• _取り組む課題_
a) 労働経済白書を扱った掲載文について、「2024年9月6日、労働経済白書が公表されました。」から「思っていることがわかります。」までのすべてを、一字一句違えずに書き写しなさい。
b) 記録の中から文字列「lawn」を含む行をすべて挙げなさい。大文字と小文字は区別すること。

• _掲載文_
⁂

2024年9月6日、労働経済白書が公表されました。
「働く」ことについての、日本の最新の状況がわかります。
非正規と正規の違いが、さらに浮き彫りとなる結果があちこちで見受けられました。

まずは、「雇用形態別に見た雇用者数の推移」です。
これをみるとてきめんに、正規雇用労働者数は以前とくらべてそれほど増えていないことがわかります。
むしろ、男性正規雇用労働者は減少しており、増えているのは女性の正規雇用労働者、男女ともに非正規雇用労働者となっています。

また、第3次産業(サービス業)では、やはり、フルタイムの雇用者は横ばいで大きく増えてはいないのに、パートタイムが急激な右肩あがりになっていることがわかります。

その一方で、「正規・非正規別労働時間への希望」では、非正規雇用が「労働時間を増やしたい」と思っているのに対し、圧倒的に正規雇用が「労働時間を減らしたい」と思っていることがわかります。

正規雇用が労働時間を減らしたいと思うほど業務がある一方人員は増えず、むしろ非正規雇用の人員が伸び、労働時間を増やしたいと思っている。

素直に考えれば、高いところから低いところに水が流れるように、正規雇用から非正規雇用に仕事が流れていくようになるのではないでしょうか?

そのほうが、正規雇用は労働時間が減って嬉しく、非正規雇用は労働時間が増えて嬉しいのですから。

この状況を見ると、その正規雇用/非正規雇用の区分けをそろそろ崩すときが来ているのではないかと思います。

日本の正規雇用といえば、解雇規制で守られていることがよく知られています。

今回、自民党の総裁選では、河野太郎さんや小泉進次郎さんが解雇規制について触れています。

『なぜ、あなたの仕事は終わらないのか』で著名なエンジニアの中島さんも、Voicyで、「解雇規制の見直しについて」述べられています。

世界で活躍するスタートアップ企業が育っていくためにも、そこに優秀な人が集まるようにすべく、解雇規制を緩和したほうがよい、というお話ですが、ここに述べられている、日本の労働組合が正規雇用ばかり守ろうとして、そのためには非正規雇用を調整弁として使うことに目をつぶっているというご指摘には、私も同意します。

正規雇用は日本古来の、やってもらう仕事は決めずに人柄で雇用し、あらゆる仕事をやってもらうメンバーシップ型。

非正規雇用、契約社員や派遣社員は、やってもらいたい仕事があって人を雇用するジョブ型です。

メンバーシップ型で労働時間が長くなり、苦しんでいる人が多そうな労働経済白書の結果をみると、このくっきり分かれてしまっている区分けを、もう少しゆるやかに、双方にとって良い形で溶かしていくことが今は必要ではないでしょうか。

自民党総裁選の結果とともに、正規雇用のあり方がどう変わっていくか、気にかけていくべきところです。

⁂

• _与えられた記録_

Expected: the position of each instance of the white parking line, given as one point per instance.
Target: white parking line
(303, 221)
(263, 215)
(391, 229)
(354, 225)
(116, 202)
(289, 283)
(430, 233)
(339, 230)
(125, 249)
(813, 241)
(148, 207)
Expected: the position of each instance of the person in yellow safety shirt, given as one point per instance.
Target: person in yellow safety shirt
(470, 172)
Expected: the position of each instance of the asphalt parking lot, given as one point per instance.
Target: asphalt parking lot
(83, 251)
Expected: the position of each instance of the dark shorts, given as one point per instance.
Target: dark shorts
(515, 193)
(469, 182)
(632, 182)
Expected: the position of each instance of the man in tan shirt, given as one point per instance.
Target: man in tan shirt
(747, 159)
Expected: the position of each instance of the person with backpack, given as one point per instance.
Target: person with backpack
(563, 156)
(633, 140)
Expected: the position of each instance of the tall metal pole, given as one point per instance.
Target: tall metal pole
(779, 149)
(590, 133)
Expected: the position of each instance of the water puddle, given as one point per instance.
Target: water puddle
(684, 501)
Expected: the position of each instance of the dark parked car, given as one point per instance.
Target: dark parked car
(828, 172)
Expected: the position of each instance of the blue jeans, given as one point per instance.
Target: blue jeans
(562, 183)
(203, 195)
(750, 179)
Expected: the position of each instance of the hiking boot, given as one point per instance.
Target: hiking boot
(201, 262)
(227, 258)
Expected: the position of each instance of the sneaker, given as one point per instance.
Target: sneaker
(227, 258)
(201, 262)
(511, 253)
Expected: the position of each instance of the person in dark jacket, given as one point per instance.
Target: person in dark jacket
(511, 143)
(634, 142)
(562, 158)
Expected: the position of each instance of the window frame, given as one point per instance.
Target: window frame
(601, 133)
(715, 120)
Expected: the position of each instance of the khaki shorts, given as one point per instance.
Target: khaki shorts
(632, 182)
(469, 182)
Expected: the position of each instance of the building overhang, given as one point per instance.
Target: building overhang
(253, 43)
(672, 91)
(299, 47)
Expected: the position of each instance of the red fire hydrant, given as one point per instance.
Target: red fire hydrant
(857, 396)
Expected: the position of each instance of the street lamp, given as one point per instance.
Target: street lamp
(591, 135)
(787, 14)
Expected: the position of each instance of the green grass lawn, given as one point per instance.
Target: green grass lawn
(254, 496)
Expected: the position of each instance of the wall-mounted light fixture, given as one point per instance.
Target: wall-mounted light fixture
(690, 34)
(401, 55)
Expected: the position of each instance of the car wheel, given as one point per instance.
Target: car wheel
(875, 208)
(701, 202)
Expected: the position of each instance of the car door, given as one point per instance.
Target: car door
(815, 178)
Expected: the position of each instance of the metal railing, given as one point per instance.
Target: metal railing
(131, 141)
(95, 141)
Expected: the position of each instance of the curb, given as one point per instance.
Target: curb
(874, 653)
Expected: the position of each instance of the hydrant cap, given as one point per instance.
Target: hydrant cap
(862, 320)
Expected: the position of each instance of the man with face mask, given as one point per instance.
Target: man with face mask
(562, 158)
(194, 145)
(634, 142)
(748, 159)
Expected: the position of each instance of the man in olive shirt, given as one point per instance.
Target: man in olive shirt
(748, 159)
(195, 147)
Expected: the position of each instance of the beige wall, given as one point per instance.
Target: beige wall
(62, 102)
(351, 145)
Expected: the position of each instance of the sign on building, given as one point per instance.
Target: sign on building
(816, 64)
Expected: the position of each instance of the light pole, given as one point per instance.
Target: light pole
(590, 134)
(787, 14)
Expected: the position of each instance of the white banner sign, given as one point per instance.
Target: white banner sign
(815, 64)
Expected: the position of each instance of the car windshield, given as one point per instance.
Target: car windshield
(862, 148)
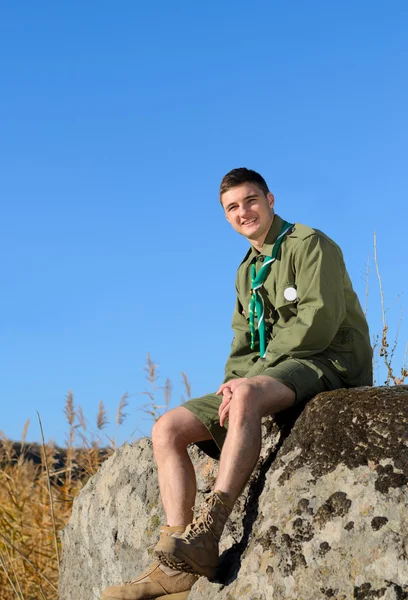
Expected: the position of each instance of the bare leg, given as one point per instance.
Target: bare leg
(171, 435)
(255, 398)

⁂

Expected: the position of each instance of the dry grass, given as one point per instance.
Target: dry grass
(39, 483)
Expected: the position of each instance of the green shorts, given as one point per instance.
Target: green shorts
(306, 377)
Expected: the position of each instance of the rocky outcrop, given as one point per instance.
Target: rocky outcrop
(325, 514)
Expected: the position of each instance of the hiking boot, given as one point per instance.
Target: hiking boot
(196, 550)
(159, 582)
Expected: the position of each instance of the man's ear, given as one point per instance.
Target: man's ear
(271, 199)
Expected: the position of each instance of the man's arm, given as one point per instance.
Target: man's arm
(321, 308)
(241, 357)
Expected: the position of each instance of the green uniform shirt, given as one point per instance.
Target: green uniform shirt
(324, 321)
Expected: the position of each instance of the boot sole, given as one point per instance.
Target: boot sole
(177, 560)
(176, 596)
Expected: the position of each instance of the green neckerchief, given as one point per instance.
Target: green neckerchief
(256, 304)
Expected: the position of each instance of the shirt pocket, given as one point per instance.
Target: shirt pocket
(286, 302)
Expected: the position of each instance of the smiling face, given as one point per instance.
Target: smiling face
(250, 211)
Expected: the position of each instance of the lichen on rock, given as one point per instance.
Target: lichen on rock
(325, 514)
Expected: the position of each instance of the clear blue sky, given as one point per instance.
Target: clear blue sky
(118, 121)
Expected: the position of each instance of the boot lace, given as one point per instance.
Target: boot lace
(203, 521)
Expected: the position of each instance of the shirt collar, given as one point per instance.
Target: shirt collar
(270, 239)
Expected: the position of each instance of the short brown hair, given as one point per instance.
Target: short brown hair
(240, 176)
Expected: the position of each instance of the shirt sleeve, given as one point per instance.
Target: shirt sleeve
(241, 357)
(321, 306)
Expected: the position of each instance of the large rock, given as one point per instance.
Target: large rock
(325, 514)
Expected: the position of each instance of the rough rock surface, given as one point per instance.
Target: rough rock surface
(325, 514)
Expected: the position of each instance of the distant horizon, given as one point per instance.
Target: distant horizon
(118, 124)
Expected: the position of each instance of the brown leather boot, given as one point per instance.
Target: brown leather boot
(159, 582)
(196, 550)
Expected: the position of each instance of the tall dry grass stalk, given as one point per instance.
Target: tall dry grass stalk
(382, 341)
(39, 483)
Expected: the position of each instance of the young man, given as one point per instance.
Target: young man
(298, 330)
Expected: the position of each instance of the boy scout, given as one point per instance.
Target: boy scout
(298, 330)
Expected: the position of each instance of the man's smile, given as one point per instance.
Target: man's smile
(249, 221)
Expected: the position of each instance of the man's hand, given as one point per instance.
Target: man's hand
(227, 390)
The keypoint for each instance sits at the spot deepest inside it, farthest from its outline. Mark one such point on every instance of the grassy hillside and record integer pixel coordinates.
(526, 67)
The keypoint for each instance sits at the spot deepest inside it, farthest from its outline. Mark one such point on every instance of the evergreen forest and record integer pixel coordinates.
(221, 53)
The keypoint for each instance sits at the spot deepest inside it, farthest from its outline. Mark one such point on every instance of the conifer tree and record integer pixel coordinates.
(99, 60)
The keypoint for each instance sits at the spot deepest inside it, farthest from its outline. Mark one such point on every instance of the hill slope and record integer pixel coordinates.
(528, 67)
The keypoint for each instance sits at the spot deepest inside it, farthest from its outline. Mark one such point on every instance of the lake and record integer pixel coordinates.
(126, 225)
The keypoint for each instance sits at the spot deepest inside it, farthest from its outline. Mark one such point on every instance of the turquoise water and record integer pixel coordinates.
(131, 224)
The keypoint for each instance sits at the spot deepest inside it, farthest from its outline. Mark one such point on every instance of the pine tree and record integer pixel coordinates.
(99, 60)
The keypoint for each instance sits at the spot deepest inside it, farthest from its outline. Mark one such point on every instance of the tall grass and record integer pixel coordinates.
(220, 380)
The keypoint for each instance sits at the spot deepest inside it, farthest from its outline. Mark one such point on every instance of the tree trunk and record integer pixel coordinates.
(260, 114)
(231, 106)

⁂

• _解答_
a)
2024年9月6日、労働経済白書が公表されました。
「働く」ことについての、日本の最新の状況がわかります。
非正規と正規の違いが、さらに浮き彫りとなる結果があちこちで見受けられました。

まずは、「雇用形態別に見た雇用者数の推移」です。
これをみるとてきめんに、正規雇用労働者数は以前とくらべてそれほど増えていないことがわかります。
むしろ、男性正規雇用労働者は減少しており、増えているのは女性の正規雇用労働者、男女ともに非正規雇用労働者となっています。

また、第3次産業(サービス業)では、やはり、フルタイムの雇用者は横ばいで大きく増えてはいないのに、パートタイムが急激な右肩あがりになっていることがわかります。

その一方で、「正規・非正規別労働時間への希望」では、非正規雇用が「労働時間を増やしたい」と思っているのに対し、圧倒的に正規雇用が「労働時間を減らしたい」と思っていることがわかります。

b)
Expected: the position of each instance of the green grass lawn, given as one point per instance.
Target: green grass lawn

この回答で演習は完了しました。